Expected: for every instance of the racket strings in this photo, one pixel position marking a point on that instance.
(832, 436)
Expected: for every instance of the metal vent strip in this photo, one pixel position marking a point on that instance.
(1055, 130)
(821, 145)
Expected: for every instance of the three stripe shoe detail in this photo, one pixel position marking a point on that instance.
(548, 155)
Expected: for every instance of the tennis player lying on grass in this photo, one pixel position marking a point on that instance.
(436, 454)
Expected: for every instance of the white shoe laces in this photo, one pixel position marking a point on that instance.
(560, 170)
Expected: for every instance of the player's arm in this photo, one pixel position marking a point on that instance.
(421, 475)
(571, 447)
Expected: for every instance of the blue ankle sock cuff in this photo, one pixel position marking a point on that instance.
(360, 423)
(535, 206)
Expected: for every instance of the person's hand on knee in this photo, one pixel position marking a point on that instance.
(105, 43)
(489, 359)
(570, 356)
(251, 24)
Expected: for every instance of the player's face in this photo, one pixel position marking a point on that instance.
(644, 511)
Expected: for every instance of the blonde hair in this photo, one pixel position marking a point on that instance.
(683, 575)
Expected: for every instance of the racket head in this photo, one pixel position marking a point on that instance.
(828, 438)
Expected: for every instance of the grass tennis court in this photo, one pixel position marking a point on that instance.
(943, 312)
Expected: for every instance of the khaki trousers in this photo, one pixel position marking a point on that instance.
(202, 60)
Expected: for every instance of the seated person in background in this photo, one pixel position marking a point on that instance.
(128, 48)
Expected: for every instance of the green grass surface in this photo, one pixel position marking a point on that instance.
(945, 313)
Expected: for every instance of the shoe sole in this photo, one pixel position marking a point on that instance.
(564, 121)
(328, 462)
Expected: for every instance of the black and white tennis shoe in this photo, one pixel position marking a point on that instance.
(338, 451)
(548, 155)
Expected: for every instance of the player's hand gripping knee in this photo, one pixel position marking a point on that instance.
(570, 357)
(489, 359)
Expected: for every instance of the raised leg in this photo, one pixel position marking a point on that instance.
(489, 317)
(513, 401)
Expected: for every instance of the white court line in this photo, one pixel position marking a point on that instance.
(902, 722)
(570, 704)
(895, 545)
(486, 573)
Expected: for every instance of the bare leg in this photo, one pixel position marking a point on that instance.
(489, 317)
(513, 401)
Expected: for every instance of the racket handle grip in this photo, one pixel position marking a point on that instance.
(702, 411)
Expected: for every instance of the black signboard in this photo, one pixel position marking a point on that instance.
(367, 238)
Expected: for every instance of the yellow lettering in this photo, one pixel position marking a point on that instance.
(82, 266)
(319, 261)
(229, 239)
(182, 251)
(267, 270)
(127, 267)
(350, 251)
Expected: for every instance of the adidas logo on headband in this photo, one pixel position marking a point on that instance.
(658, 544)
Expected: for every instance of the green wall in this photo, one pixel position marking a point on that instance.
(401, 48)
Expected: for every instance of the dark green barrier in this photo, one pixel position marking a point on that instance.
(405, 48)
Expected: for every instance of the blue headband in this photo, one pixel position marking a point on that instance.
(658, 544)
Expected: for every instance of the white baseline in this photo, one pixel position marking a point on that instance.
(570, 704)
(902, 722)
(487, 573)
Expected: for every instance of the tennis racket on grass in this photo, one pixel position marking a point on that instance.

================

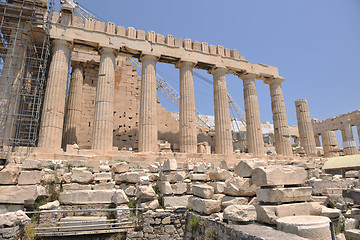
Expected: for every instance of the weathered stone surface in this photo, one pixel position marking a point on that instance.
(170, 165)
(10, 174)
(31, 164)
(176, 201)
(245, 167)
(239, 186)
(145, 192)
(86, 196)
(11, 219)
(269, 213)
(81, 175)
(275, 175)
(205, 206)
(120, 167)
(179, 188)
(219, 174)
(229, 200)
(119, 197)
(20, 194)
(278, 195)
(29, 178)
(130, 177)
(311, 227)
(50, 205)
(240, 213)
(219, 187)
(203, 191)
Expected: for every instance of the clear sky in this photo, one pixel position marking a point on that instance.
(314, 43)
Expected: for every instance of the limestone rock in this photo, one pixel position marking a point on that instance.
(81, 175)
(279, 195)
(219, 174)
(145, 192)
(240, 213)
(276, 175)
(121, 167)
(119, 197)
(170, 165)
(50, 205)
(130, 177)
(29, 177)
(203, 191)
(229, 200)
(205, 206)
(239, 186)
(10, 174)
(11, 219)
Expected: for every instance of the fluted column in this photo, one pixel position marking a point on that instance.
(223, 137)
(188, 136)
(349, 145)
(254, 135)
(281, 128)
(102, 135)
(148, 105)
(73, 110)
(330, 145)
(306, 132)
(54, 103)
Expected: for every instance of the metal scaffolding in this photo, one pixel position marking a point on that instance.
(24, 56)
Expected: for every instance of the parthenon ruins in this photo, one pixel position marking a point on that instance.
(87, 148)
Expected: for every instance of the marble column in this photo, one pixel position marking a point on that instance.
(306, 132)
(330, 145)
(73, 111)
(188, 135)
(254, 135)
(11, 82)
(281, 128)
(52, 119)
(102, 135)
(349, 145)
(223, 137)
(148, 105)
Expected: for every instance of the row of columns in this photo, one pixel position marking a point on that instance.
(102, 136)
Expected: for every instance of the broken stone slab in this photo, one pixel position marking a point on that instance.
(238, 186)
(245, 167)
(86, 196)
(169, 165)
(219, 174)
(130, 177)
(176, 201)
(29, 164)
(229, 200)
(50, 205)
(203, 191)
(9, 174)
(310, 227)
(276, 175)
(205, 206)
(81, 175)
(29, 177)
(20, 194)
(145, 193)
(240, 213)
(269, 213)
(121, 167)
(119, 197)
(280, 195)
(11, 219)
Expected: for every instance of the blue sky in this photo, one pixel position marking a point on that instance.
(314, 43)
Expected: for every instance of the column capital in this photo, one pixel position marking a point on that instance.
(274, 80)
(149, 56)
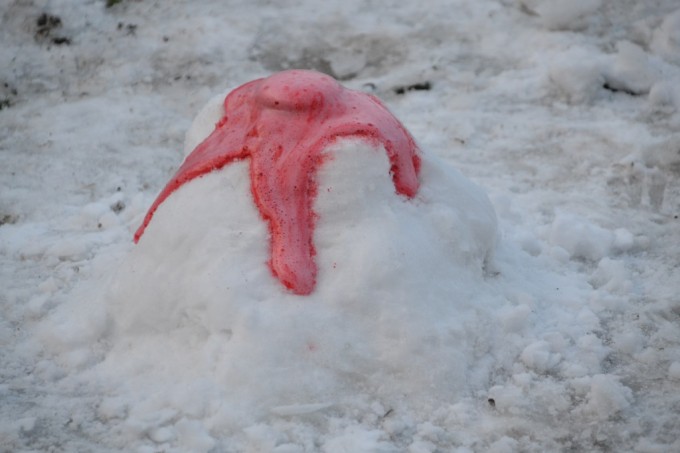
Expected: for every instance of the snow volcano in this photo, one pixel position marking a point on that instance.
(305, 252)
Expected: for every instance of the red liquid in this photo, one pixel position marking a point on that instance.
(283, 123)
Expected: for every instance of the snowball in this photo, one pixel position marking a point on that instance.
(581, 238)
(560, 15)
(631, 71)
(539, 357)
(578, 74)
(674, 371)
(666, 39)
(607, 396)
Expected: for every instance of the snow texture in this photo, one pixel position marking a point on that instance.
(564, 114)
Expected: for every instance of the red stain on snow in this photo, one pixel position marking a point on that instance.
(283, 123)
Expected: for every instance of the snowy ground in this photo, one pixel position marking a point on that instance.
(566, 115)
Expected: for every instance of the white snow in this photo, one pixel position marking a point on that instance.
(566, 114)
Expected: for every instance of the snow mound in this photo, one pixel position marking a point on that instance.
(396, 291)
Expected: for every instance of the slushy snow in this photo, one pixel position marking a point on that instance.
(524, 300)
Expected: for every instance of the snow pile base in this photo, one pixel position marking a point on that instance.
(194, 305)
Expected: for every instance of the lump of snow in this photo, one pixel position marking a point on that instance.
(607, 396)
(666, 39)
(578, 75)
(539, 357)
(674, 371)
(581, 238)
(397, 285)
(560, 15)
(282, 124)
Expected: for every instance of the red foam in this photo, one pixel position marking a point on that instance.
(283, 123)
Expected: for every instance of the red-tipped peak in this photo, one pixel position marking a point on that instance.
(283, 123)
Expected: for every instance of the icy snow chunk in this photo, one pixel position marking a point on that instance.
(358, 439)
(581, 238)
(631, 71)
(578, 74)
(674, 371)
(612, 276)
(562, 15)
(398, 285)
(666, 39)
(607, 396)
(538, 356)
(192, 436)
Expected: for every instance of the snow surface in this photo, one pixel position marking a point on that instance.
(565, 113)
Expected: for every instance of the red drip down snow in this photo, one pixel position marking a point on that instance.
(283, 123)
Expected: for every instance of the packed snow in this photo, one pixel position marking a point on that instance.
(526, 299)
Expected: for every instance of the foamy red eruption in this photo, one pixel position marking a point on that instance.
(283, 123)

================

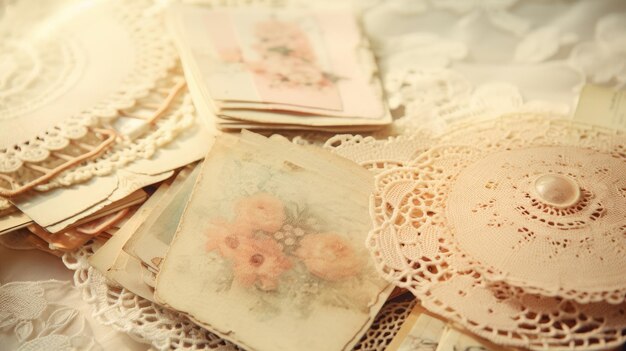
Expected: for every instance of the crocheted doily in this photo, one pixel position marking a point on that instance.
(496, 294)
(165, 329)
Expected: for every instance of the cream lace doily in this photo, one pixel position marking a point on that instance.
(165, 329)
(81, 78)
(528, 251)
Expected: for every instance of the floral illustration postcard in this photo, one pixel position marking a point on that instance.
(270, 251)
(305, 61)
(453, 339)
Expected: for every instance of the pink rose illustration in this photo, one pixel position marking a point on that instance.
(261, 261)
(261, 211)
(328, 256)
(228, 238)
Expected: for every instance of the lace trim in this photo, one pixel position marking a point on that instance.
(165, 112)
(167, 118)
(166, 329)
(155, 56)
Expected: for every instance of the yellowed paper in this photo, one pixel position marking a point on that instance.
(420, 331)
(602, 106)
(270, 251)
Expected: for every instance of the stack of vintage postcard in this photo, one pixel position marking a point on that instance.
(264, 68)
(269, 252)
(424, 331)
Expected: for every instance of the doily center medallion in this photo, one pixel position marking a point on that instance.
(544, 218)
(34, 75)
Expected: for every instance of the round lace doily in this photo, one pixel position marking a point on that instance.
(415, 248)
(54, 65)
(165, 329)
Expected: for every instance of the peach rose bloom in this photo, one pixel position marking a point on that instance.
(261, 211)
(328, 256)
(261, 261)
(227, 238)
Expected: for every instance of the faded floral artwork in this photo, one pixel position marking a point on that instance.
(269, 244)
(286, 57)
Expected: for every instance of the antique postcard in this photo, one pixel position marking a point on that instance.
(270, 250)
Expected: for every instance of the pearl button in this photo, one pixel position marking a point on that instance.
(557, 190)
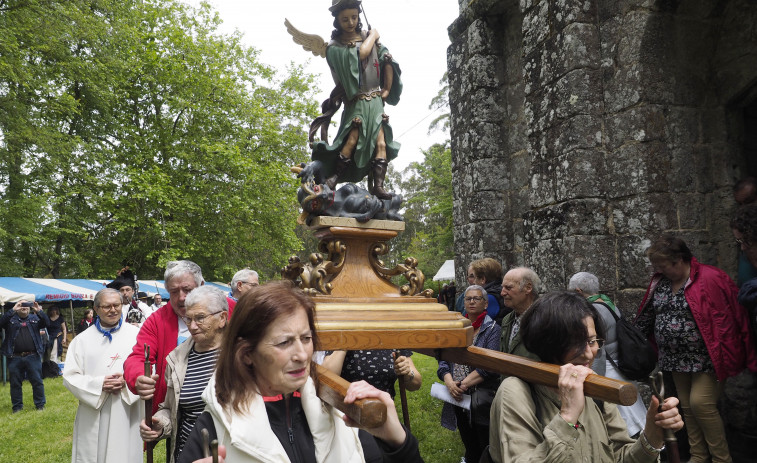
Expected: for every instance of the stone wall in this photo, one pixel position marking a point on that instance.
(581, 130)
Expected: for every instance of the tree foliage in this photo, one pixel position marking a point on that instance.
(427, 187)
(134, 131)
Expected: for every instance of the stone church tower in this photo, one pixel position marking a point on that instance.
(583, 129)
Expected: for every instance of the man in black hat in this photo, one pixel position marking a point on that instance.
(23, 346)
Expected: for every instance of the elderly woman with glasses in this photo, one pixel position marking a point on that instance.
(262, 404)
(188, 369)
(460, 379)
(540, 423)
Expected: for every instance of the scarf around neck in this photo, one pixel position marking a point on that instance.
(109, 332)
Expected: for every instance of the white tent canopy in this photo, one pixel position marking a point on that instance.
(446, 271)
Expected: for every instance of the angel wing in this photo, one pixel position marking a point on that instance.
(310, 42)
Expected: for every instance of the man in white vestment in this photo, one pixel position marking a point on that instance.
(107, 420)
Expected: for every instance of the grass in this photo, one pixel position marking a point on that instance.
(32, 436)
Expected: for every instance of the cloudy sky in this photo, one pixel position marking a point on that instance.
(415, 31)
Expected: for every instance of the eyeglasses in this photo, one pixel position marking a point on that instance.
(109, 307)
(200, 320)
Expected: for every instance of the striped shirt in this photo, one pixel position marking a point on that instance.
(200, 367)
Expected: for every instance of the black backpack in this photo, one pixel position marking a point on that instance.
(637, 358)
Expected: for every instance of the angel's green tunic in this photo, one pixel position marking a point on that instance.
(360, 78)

================

■ SHORT EXERCISE: Collect every line of the items above that contains the string "floral", treating case as significant.

■ FINISHED TASK:
Expected: for every instance of the floral illustration postcard in this photo, one pixel position marking a point on that instance.
Expected: for every instance of the faded floral artwork in this photo, one pixel position marking a point on that instance.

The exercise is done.